== Vorliegender Text

Inhaltliche Leere sinkt auf tiefstes Niveau

An Karl Gutzkow ist ein großer Armin Gebhardt verlorengegangen

Von Stephan LandshuterRSS-Newsfeed neuer Artikel von Stephan Landshuter

Besprochene Bücher / Literaturhinweise

Das kann schon mal vorkommen: Man ärgert sich so sehr über einen Autor, dass man in die Laune gerät, ein Traktat gegen dessen Werk zu verfassen. Meist lässt man es dann aber doch, denn viel lieber wendet man sich Dingen zu, die einem nahe stehen, weil dort die Energie viel besser investiert ist. Nicht so Armin Gebhardt, der eine solche Aversion gegen Karl Gutzkow (1811-1878) entwickelt haben muss, dass er einmal so richtig vom Leder ziehen wollte wider diesen Autor und dessen angeblich wirre Romane und schlechte Novellen.

Dagegen wäre ja noch nichts zu sagen: Man muss Gutzkow nicht schätzen, und selbst wenn wir hier diese Einschätzung nicht teilen möchten, hätten wir respektvoll den Hut gezogen vor einer geschliffenen Kritik an Gutzkows Werken. Aber Armin Gebhardt ist kein Mann des Floretts, er ist ein mit einem schartigen Krummsäbel bewaffneter Schulmeister, der dem Leser gerne ex cathedra mitteilt, dass der jeweils zu besprechende Text miserabel sei. Bei manchen Novellen oder Dramen lobt er noch generös dieses oder jenes Detail, wenn er den jeweiligen Inhalt wiederzugeben versuchte, findet jedoch meist nichts, das es zu loben gäbe, vieles aber hält er altväterlich für "tadelnswert". Und all dies wird in einer zwischen Flapsigkeit und Verstaubtheit oszillierenden Sprache ausgedrückt, die meist nur von fern an Deutsch erinnert. Hier nur einige illustrierende Beispiele: "Wally, die Zweiflerin" wird als "eindeutiges Schwachwerk" bezeichnet, Gutzkows Texte seien oft zu langweilig, "selbst bei Lesern von damals, die noch nicht über einen Tele-Antilangweiler verfügten" (gemeint ist wohl ein Fernseher). An anderen Stellen jedoch wird auf eine merkwürdig altertümelnde Wortwahl mit obsoleten Ausdrücken wie "Konterfeiung" zurückgegriffen. Für die holprige Syntax findet man auf jeder beliebigen Seite Belege.

Bei der Besprechung der Romane gehen Gebhardt endgültig die Gäule durch. Gerne bekämen wir zumindest im Ansatz erklärt, weshalb denn der "Zauberer von Rom" beispielsweise so indiskutabel ist (vielleicht ein gerade aufgrund seiner Merkwürdigkeiten fulminanter Roman). Das Wenige, was Gebhardt an Argumenten auffährt, ist von bemerkenswerter intellektueller Schlichtheit. Für die späten vier Romane braucht Gebhardt gar nur eine Seite: "Mangelhaft durchgearbeitete, langweilige Romanschinken" seien diese Texte. Begründungen bietet er dem interessierten Leser nicht.

====

• _Zu erledigen_: Führen Sie die Rezension zu Armin Gebhardts Buch über Karl Gutzkow im Anschluss an ihren letzten Satz fort. Die Datensätze werden hierfür nicht benötigt.

== Daten

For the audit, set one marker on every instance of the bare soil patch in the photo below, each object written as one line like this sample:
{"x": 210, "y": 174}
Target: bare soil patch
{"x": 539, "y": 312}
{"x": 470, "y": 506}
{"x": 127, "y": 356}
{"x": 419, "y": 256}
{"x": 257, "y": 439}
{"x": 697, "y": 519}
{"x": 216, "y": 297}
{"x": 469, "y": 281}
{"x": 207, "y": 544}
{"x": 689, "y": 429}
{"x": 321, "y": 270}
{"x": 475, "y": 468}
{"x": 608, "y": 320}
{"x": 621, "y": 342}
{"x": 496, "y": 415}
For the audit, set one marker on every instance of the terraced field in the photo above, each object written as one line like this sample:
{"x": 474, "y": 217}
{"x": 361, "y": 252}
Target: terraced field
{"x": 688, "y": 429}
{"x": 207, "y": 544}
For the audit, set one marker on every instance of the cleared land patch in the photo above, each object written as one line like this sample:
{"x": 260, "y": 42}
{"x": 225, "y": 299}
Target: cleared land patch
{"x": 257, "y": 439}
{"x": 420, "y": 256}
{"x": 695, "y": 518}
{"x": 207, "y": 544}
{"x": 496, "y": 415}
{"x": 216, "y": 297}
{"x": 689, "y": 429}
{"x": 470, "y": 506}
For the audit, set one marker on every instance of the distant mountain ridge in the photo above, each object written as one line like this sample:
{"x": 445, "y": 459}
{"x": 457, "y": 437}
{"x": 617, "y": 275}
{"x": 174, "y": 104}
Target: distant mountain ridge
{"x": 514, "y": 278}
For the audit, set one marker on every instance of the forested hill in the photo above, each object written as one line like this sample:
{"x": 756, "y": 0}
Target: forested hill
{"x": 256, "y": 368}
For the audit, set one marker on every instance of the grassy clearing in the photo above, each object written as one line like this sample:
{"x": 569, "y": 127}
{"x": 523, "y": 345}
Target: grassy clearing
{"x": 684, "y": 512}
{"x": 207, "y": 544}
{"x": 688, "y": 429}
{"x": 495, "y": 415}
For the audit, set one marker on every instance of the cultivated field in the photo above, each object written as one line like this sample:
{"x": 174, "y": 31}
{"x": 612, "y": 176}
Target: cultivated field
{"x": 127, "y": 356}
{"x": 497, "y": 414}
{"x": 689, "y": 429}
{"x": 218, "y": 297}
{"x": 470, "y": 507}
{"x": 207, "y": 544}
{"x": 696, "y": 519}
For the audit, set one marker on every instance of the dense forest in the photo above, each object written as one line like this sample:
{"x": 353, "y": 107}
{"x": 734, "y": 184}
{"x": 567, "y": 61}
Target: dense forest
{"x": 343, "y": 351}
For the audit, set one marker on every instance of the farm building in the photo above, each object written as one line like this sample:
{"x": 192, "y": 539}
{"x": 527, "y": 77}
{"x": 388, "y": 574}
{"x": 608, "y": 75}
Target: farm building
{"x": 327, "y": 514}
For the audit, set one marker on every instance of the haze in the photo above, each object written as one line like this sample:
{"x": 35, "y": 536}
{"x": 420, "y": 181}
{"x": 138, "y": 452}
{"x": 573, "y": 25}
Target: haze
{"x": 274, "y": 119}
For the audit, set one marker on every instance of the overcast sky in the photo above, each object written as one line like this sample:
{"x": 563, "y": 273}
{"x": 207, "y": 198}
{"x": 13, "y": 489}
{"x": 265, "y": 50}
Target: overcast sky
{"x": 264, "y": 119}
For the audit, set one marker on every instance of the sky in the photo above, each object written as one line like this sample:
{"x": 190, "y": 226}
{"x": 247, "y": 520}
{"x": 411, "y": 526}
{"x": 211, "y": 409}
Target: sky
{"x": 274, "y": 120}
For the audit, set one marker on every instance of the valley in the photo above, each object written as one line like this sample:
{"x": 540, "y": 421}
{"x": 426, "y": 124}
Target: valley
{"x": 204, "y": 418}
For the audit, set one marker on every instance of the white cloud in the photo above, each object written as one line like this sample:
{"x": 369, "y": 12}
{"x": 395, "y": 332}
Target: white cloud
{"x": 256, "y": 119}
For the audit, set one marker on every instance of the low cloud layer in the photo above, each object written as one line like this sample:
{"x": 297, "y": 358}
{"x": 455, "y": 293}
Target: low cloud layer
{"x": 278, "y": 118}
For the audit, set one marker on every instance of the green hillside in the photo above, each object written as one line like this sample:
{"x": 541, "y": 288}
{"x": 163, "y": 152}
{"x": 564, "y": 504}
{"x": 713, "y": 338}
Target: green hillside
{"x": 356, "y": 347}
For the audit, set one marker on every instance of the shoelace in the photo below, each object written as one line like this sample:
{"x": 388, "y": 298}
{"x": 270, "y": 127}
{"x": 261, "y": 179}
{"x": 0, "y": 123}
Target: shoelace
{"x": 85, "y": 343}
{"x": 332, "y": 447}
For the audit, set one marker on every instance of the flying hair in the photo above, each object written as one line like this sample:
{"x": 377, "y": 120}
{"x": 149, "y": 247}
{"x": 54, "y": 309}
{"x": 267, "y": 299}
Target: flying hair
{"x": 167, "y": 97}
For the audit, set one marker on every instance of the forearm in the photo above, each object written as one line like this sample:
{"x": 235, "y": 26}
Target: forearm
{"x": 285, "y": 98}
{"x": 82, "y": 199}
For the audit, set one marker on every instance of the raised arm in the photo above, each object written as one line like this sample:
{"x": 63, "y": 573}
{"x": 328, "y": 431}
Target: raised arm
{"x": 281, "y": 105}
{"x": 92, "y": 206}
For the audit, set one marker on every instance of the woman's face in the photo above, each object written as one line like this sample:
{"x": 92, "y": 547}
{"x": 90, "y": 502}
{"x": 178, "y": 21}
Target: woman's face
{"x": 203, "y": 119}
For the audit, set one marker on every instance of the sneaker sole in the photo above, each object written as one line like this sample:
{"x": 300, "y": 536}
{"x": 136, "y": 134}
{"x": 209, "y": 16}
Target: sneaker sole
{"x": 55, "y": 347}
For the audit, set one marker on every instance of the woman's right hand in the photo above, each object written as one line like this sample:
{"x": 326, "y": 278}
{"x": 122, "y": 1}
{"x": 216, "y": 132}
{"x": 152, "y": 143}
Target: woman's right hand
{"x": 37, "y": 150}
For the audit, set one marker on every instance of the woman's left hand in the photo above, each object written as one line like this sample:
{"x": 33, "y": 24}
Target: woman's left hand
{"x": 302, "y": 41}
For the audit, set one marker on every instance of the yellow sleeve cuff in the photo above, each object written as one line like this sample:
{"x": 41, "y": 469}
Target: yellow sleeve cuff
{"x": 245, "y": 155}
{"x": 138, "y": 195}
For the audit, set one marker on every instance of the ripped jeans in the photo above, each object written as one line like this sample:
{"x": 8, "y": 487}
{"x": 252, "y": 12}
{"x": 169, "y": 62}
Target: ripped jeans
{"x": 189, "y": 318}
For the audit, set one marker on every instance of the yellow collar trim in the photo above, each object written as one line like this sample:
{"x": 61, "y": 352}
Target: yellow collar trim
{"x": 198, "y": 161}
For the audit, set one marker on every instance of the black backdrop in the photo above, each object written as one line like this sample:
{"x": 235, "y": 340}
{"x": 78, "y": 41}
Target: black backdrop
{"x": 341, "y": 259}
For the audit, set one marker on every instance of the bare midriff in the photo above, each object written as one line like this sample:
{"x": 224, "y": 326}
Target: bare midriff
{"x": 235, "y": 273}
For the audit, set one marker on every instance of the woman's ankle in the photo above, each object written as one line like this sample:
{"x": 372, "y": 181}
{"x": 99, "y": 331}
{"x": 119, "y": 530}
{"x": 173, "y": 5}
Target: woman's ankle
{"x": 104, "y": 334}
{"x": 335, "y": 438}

====

• _Gelöste Aufgabe_:
Drei Beispiele mögen genügen, um die mangelnde Qualität seiner Interpretationen zu erweisen. Erstes Beispiel: Am Ende seiner Ausführungen zu der Novelle "Der Sadducäer von Amsterdam" (1834) schulmeistert er Karl Gutzkow, und kritisiert, dass das Auftreten des siebenjährigen Baruch Spinoza am Ende der Novelle überflüssig sei: "Eine Erzählung ist nicht dazu da, eine Person ausschließlich um ihrer Berühmtheit willen ohne anderweitige Funktion einzuschleusen." Abgesehen davon, dass dieser Satz an sich schon von grandioser unfreiwilliger Sprachkomik ist, sei hier noch gesagt, dass dem siebenjährigen Spinoza sehr wohl eine Funktion in dieser Novelle zukommt, noch dazu eine ins Auge springende. Der Knabe verkörpert die Hoffnung des Textes, (der ja die typisch jungdeutsche "Zerrissenheit" um 1835 in der historischen Maske des Protagonisten Uriel Acosta vorführt), dass der unbefriedigende Zustand der Gegenwart überwunden werden könne. Denn wie man weiß, beugte sich Spinoza als Erwachsener der Unterdrückung von staatlicher bzw. religiös-orthodoxer Seite nicht - was aber der wankelmütigen Hauptfigur aus Gutzkows Novelle noch nicht gelingt. Man lese nur Acostas Monolog an den Knaben, der an Explizität eigentlich nichts zu wünschen übrig lässt: "Mein unvollendetes Werk gebe ich dir, der noch einzig furchtlos ist, und der meines Schwertes Scharten an jenen elenden Knechten der Allmacht auswetzen wird. Das Gegenwärtige sinkt Alles unter mir zusammen, nur auf die Zukunft hoffe ich."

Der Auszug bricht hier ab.